PROMPT: In the data below, find the line that contains "</instance>" and the line that contains "positive clicks: (149, 42) (139, 44) (33, 22)". Copy both, plus every line between them, exactly.

__________________________________________________

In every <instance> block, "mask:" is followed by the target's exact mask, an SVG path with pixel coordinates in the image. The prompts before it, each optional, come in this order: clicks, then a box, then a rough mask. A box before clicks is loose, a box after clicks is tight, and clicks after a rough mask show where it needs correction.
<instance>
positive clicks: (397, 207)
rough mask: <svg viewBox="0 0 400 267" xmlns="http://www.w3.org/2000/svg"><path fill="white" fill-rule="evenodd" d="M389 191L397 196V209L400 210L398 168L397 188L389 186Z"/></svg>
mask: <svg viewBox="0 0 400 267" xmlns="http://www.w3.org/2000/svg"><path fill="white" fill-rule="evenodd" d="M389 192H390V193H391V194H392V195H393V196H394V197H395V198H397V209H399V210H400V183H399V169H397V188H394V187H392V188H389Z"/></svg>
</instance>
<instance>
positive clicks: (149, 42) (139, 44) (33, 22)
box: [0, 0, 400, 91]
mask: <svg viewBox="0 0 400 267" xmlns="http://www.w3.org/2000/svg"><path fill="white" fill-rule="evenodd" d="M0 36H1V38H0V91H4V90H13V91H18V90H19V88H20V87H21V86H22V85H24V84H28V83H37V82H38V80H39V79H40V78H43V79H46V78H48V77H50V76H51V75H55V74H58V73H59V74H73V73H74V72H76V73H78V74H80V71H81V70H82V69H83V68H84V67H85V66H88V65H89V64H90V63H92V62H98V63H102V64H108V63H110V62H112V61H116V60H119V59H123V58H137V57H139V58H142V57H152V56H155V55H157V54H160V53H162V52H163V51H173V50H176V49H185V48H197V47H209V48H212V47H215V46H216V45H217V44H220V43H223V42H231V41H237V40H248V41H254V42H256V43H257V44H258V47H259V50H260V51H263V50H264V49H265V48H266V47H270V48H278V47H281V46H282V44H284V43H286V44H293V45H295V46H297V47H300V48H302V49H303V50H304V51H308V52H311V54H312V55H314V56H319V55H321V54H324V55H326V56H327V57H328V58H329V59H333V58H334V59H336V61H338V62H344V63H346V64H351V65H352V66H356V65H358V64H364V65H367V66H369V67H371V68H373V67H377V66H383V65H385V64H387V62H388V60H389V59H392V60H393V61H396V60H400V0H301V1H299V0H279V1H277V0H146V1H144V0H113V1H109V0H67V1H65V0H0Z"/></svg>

__________________________________________________

RESPONSE BOX:
</instance>
<instance>
positive clicks: (149, 42) (139, 44) (33, 22)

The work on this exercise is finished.